[What the task asks]:
Convert the records below, from the line containing "Target: vertical concrete pillar" through the line containing "31), (16, 46)]", into a two-column CSV with the headers instruction and response. Each record gets one row holding its text and its answer, with each value in a single quoted field and its line breaks replaced by spaces.

————————

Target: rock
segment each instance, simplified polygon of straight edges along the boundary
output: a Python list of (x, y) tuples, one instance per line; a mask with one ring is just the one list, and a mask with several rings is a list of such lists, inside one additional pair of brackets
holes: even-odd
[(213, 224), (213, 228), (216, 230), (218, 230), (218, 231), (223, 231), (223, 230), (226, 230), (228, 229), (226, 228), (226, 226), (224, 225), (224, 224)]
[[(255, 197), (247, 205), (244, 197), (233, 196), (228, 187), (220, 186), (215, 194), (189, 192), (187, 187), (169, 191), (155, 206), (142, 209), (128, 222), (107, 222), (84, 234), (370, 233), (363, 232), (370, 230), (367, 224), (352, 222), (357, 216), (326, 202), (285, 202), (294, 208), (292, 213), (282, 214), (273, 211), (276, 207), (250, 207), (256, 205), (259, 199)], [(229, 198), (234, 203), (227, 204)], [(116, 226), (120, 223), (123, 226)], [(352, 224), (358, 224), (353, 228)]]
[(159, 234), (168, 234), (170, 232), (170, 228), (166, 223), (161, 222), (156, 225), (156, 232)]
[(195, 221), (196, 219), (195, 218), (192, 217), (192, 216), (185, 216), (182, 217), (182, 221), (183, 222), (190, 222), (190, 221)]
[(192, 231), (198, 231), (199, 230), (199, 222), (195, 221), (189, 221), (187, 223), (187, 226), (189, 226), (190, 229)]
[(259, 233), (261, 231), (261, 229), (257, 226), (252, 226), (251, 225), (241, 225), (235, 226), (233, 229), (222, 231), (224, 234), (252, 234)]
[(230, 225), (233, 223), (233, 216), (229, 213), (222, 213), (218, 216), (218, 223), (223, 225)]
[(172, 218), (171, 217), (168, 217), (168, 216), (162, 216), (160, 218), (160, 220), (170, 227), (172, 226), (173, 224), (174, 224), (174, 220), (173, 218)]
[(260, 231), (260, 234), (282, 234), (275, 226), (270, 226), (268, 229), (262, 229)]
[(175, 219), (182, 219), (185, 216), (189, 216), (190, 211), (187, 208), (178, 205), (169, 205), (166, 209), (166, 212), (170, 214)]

————————

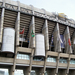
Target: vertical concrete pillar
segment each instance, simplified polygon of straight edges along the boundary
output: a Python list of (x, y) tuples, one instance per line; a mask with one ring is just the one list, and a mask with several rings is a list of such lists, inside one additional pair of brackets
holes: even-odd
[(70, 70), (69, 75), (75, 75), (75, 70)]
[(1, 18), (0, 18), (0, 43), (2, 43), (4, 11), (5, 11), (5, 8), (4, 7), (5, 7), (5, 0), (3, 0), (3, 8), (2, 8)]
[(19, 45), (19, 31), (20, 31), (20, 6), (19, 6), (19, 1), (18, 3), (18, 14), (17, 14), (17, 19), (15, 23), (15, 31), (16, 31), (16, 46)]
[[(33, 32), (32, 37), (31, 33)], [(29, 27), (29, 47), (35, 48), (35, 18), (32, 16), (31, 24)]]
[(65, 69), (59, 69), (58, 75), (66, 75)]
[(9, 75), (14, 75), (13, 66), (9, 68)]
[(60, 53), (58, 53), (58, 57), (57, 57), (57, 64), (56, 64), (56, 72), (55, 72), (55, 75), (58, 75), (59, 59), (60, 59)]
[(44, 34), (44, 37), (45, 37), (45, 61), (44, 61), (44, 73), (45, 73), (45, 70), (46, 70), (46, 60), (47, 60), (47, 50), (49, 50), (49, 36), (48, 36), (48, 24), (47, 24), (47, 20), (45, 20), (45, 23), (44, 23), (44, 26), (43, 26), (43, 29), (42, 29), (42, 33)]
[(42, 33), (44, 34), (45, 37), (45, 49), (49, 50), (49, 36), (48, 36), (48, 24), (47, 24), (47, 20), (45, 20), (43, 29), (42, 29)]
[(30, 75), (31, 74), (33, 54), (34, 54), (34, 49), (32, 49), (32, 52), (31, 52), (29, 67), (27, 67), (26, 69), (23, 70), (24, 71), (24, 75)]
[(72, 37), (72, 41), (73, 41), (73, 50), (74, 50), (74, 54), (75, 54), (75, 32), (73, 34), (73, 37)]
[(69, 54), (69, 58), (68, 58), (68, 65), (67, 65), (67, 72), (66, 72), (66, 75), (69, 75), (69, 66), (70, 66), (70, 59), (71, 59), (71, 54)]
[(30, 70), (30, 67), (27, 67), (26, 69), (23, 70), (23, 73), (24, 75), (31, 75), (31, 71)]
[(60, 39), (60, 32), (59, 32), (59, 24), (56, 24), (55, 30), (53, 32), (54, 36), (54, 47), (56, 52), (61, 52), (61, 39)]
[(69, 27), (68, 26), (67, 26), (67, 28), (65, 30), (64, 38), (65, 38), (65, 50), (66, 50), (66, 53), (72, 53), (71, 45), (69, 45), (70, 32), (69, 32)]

————————

[Task answer]:
instruction,response
"Target: vertical concrete pillar segment each instance, simplified polygon of straight edges along the boundary output: a Python list of (x, y) tuples, one instance per line; a mask with one ring is just the one list, and a mask with several rings is a list of such lists, inside one additional pair of brackets holes: even-odd","[(70, 70), (69, 75), (75, 75), (75, 70)] [(1, 18), (0, 18), (0, 43), (2, 43), (4, 11), (5, 11), (5, 8), (4, 7), (5, 7), (5, 0), (3, 0), (3, 8), (2, 8)] [(19, 45), (19, 31), (20, 31), (20, 6), (19, 6), (19, 1), (18, 3), (18, 14), (17, 14), (17, 19), (15, 23), (15, 31), (16, 31), (16, 46)]"